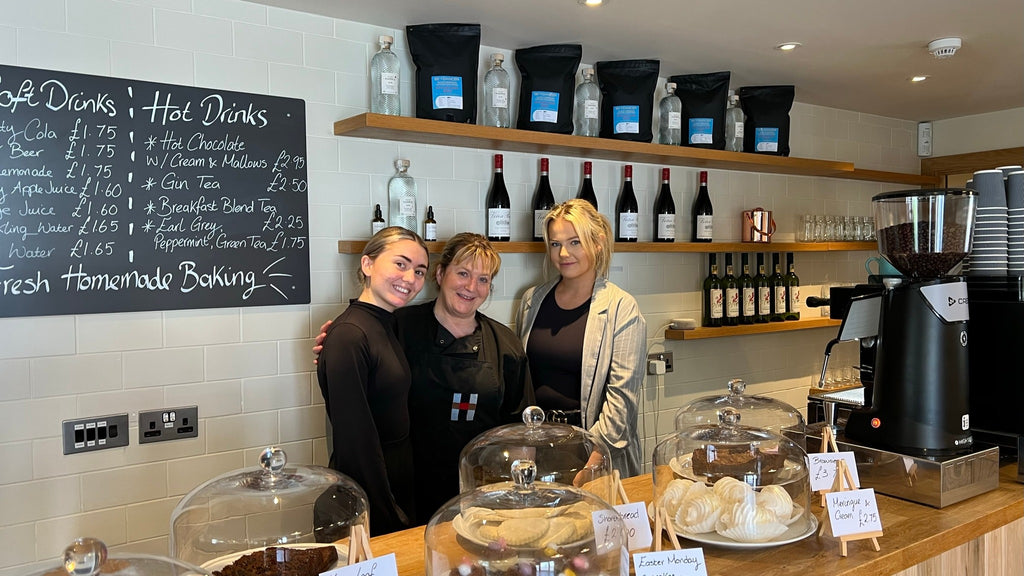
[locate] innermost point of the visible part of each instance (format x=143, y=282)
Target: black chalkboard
x=119, y=195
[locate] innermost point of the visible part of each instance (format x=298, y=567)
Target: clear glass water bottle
x=734, y=124
x=384, y=69
x=401, y=197
x=670, y=115
x=587, y=114
x=496, y=94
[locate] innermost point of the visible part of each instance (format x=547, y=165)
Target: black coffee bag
x=705, y=97
x=446, y=58
x=547, y=86
x=627, y=98
x=767, y=127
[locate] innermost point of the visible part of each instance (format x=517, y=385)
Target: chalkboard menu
x=119, y=195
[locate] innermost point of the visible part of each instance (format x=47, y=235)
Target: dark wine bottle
x=430, y=225
x=777, y=285
x=748, y=294
x=499, y=206
x=587, y=187
x=764, y=292
x=712, y=295
x=792, y=289
x=377, y=223
x=627, y=209
x=702, y=211
x=544, y=201
x=730, y=291
x=665, y=211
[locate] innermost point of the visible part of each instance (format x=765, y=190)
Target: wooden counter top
x=913, y=533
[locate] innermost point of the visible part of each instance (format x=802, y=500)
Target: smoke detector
x=944, y=47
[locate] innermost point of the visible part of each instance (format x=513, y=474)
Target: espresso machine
x=909, y=424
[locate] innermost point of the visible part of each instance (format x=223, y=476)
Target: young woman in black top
x=365, y=379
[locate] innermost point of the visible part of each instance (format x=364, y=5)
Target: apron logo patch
x=463, y=409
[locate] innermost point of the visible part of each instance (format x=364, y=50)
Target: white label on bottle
x=764, y=300
x=407, y=206
x=500, y=97
x=666, y=227
x=704, y=227
x=716, y=302
x=629, y=225
x=539, y=216
x=499, y=221
x=750, y=301
x=732, y=302
x=779, y=299
x=389, y=83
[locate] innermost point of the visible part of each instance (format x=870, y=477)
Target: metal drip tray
x=933, y=482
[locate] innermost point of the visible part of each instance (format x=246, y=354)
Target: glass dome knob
x=84, y=557
x=523, y=472
x=273, y=459
x=729, y=416
x=532, y=415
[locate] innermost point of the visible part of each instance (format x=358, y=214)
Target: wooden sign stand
x=844, y=482
x=358, y=545
x=664, y=522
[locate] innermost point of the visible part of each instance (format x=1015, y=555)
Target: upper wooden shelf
x=356, y=246
x=402, y=128
x=700, y=333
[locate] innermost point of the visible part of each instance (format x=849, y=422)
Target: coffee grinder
x=909, y=424
x=918, y=403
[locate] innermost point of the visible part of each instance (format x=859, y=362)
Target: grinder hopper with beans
x=919, y=402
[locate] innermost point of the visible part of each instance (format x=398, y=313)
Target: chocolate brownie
x=283, y=562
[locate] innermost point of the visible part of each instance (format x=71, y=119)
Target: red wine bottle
x=712, y=295
x=748, y=294
x=702, y=211
x=665, y=211
x=730, y=291
x=544, y=201
x=587, y=188
x=627, y=210
x=499, y=206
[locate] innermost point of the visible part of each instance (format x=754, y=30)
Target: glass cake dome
x=526, y=528
x=270, y=504
x=562, y=453
x=733, y=486
x=88, y=557
x=756, y=411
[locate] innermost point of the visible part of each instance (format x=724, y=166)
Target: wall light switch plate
x=168, y=423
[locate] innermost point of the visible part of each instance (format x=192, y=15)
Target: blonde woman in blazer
x=578, y=323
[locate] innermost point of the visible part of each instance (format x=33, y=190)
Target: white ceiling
x=856, y=54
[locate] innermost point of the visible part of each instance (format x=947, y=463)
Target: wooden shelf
x=356, y=246
x=403, y=128
x=724, y=331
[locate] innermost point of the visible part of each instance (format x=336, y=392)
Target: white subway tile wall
x=249, y=370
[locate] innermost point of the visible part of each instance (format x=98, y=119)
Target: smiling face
x=395, y=276
x=464, y=286
x=566, y=251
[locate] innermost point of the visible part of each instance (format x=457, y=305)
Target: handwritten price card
x=380, y=566
x=688, y=562
x=637, y=525
x=823, y=468
x=853, y=511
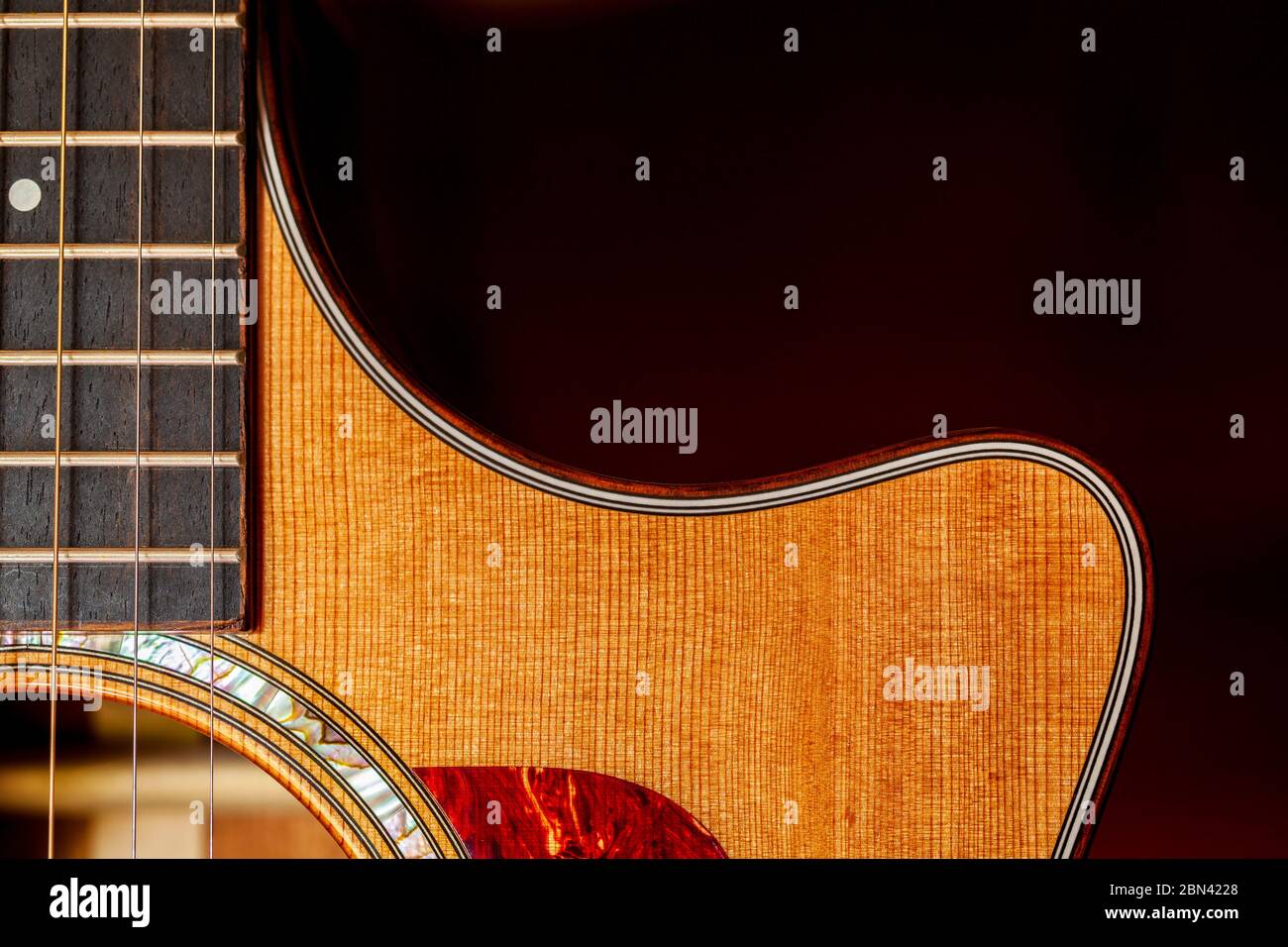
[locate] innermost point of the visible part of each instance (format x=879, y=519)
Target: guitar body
x=469, y=634
x=682, y=652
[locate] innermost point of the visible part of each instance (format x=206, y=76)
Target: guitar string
x=138, y=438
x=58, y=437
x=210, y=300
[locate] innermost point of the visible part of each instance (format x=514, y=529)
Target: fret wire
x=103, y=140
x=146, y=459
x=119, y=556
x=119, y=252
x=214, y=150
x=119, y=21
x=106, y=357
x=138, y=475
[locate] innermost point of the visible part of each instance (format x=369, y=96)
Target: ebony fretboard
x=104, y=444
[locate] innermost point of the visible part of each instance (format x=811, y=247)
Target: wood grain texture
x=765, y=682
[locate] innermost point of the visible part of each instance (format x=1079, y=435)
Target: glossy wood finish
x=764, y=682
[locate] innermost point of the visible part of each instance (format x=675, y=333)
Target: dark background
x=915, y=296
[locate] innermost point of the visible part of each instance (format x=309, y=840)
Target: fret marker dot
x=25, y=195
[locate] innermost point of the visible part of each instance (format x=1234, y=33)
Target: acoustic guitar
x=352, y=361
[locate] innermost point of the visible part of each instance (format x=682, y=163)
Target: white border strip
x=1133, y=571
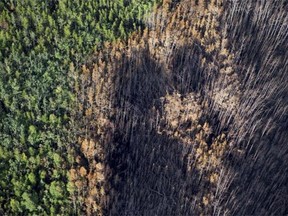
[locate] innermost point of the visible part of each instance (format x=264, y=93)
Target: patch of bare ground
x=178, y=119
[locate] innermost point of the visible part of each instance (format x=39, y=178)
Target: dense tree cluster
x=42, y=46
x=188, y=115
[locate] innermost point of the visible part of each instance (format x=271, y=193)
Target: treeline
x=42, y=46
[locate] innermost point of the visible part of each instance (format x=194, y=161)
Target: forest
x=130, y=107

------------------------------------------------------------

* GIVEN INSTRUCTION *
Repeat each entry exactly as given; no pictures belong in the copy.

* SOLUTION TO THIS EXERCISE *
[locate] innermost point of the visible part of each instance (format x=143, y=282)
Target: black chalkboard
x=119, y=195
[locate] innermost point of the visible part of each instance (format x=298, y=567)
Target: clear glass water bottle
x=734, y=124
x=384, y=69
x=401, y=197
x=670, y=115
x=587, y=114
x=496, y=94
[locate] innermost point of the visible part of each instance (format x=547, y=165)
Target: black coffee bag
x=705, y=97
x=446, y=58
x=547, y=86
x=627, y=98
x=767, y=127
[locate] innermost point of the visible part of each instance (format x=517, y=385)
Target: chalkboard menu
x=119, y=195
[locate] innermost point of the visible part of each instance (format x=47, y=235)
Target: dark wine bottle
x=430, y=225
x=777, y=285
x=748, y=294
x=499, y=206
x=587, y=187
x=764, y=292
x=712, y=295
x=792, y=289
x=377, y=223
x=627, y=209
x=702, y=211
x=544, y=201
x=730, y=291
x=665, y=211
[locate] innermost point of the visible part of each instance (format x=765, y=190)
Target: wooden counter top
x=913, y=533
[locate] innermost point of the visible part of each instance (format x=802, y=500)
Target: smoke detector
x=944, y=47
[locate] innermost point of the visible part of each instance (format x=513, y=474)
Target: espresso machine
x=909, y=424
[locate] innermost point of the visible part of each instance (format x=223, y=476)
Target: young woman in black top
x=365, y=379
[locate] innermost point of the visible part of each instance (format x=364, y=5)
Target: apron logo patch
x=463, y=409
[locate] innermost point of the visible part of each instance (format x=364, y=50)
Target: white label on bottle
x=764, y=300
x=407, y=206
x=500, y=97
x=666, y=227
x=704, y=227
x=716, y=302
x=629, y=225
x=539, y=216
x=499, y=221
x=750, y=301
x=732, y=302
x=779, y=299
x=389, y=83
[locate] innermost point of the visible part of each instance (format x=870, y=477)
Target: metal drip tray
x=933, y=482
[locate] innermost point of the visible part of each instance (format x=246, y=354)
Target: glass dome knob
x=84, y=557
x=523, y=472
x=273, y=459
x=729, y=416
x=532, y=415
[locate] innermost point of the visible part of each instance (format x=358, y=214)
Target: wooden sign stand
x=844, y=482
x=358, y=545
x=664, y=522
[locate] innermost point of the visible part of each instance (format x=1015, y=555)
Target: upper wooden shelf
x=356, y=246
x=402, y=128
x=700, y=333
[locate] innermost point of the visible part of each instance (format x=849, y=422)
Target: coffee grinder
x=909, y=424
x=918, y=403
[locate] innermost point of the visible part of each instance (format x=859, y=362)
Target: grinder hopper with beans
x=919, y=402
[locate] innermost point of the visible part of each instance (format x=398, y=313)
Target: chocolate brownie
x=283, y=562
[locate] innermost point of the visible part of each instance (format x=71, y=119)
Target: red wine bottle
x=712, y=295
x=748, y=294
x=702, y=211
x=665, y=211
x=730, y=291
x=544, y=201
x=587, y=188
x=627, y=210
x=499, y=206
[locate] innermost point of the visible part of each instance (format x=754, y=30)
Target: glass cake dome
x=526, y=528
x=270, y=504
x=562, y=453
x=733, y=486
x=88, y=557
x=756, y=411
[locate] innermost point of the visible part of each instance (format x=724, y=166)
Target: wall light switch plate
x=168, y=423
[locate] innermost point of the visible part of each instance (format x=192, y=15)
Target: blonde woman in blazer
x=578, y=323
[locate] innermost point of the visible part of each instance (format x=33, y=190)
Target: white ceiling
x=856, y=54
[locate] innermost point of the visible part of each instance (format x=947, y=463)
Target: wooden shelf
x=356, y=246
x=403, y=128
x=724, y=331
[locate] innermost point of the visible part of each instance (format x=336, y=392)
Target: white subway tile wall
x=249, y=370
[locate] innermost point of the visible part of each instance (format x=98, y=119)
Target: smiling face
x=395, y=276
x=464, y=286
x=566, y=251
[locate] innermost point of the visible part of each instance (format x=457, y=305)
Target: handwritten price card
x=380, y=566
x=688, y=562
x=637, y=525
x=823, y=468
x=853, y=511
[locate] innermost point of the visible part of each instance (format x=879, y=519)
Target: guitar body
x=469, y=634
x=682, y=652
[locate] innermost point of the visible part of each instance (format x=206, y=76)
Target: guitar string
x=138, y=438
x=58, y=437
x=210, y=300
[locate] innermost point of the visible part of each instance (format x=514, y=529)
Target: fret wire
x=103, y=140
x=146, y=459
x=119, y=556
x=119, y=252
x=214, y=150
x=119, y=21
x=106, y=357
x=138, y=475
[locate] innermost point of the visible part of each instance (format x=369, y=96)
Target: ebony fretboard
x=104, y=444
[locate] innermost point of the visible part of each instance (format x=811, y=247)
Target: wood grain texture
x=765, y=682
[locate] innermost point of the visible part of each instance (format x=1079, y=435)
Target: glossy wood finish
x=764, y=682
[locate] innermost point of the visible part of each instance (format x=675, y=333)
Target: dark background
x=915, y=296
[locate] innermost point of the visible part of each instance (format x=309, y=840)
Target: fret marker dot
x=25, y=195
[locate] innermost point of the visible part of each instance (format x=1234, y=33)
Target: acoustic guitar
x=352, y=361
[locate] innermost point of the visible part of each instance (format x=682, y=163)
Target: white border strip
x=1133, y=571
[locate] innermost point of the visible part of each instance (format x=264, y=93)
Target: patch of bare ground
x=178, y=119
[locate] innermost point of the visible part of each instance (format x=39, y=178)
Target: dense tree cluster
x=42, y=46
x=188, y=115
[locate] innermost point of the visible part of each instance (format x=271, y=193)
Target: treeline
x=42, y=46
[locate] innermost point of the visible part of each instance (format x=194, y=161)
Target: forest
x=130, y=107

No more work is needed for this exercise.